### Problem details:
Please count how many lines in the records below contain the string "hand", matching case exactly, and give only that number.

### Stored rows:

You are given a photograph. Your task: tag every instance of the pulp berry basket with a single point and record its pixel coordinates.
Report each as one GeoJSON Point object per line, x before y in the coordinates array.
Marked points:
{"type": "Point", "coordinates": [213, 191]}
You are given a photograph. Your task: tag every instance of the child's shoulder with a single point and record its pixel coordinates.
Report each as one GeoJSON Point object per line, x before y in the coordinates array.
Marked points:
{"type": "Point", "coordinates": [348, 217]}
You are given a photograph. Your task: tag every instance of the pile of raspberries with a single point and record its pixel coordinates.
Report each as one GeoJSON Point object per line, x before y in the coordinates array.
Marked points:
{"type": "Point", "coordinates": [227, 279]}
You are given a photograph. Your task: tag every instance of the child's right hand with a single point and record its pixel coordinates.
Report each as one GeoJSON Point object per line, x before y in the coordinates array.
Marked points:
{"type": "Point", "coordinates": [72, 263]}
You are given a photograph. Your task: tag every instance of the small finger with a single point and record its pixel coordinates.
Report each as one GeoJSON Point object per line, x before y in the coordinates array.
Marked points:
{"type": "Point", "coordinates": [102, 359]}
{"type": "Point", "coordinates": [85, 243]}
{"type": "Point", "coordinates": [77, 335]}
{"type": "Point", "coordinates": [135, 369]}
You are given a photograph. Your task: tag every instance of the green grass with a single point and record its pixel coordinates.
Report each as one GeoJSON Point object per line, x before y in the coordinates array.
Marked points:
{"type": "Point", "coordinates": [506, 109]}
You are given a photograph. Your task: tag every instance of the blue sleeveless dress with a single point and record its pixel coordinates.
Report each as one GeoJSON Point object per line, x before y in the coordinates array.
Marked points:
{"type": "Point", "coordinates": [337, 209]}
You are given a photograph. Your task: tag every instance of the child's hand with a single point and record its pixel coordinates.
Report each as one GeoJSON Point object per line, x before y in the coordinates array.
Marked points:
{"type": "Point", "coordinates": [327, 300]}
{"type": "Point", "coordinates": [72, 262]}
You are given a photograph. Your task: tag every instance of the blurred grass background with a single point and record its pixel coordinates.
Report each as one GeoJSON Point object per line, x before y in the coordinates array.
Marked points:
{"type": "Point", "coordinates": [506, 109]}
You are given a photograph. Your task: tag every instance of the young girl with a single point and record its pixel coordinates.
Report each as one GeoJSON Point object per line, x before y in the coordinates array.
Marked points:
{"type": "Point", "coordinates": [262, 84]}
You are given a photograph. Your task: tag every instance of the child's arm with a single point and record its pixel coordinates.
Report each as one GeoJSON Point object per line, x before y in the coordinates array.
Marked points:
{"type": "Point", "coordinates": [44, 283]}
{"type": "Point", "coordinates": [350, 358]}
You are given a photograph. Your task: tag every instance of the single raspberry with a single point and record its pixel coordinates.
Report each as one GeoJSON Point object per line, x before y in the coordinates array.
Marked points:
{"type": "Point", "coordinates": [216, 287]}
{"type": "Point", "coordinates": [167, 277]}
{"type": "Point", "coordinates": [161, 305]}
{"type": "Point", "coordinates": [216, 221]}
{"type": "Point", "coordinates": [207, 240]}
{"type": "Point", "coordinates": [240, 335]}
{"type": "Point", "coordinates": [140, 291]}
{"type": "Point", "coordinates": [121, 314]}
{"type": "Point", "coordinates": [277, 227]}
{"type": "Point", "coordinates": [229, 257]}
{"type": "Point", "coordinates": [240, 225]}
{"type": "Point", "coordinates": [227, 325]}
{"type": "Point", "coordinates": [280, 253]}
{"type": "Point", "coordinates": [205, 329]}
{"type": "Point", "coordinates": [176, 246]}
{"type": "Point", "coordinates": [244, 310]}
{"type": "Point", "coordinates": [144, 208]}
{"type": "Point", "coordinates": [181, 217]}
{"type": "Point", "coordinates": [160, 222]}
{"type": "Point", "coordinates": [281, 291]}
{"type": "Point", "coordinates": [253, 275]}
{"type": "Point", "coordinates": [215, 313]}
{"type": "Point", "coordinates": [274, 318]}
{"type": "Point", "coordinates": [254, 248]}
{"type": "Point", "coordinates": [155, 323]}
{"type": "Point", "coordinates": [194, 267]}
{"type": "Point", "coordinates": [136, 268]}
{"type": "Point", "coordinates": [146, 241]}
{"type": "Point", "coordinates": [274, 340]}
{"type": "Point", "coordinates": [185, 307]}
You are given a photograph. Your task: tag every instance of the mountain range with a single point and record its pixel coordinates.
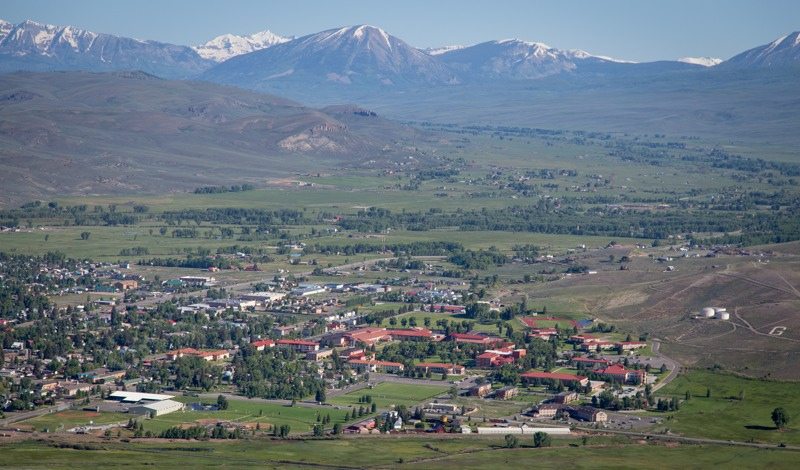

### Exercise response:
2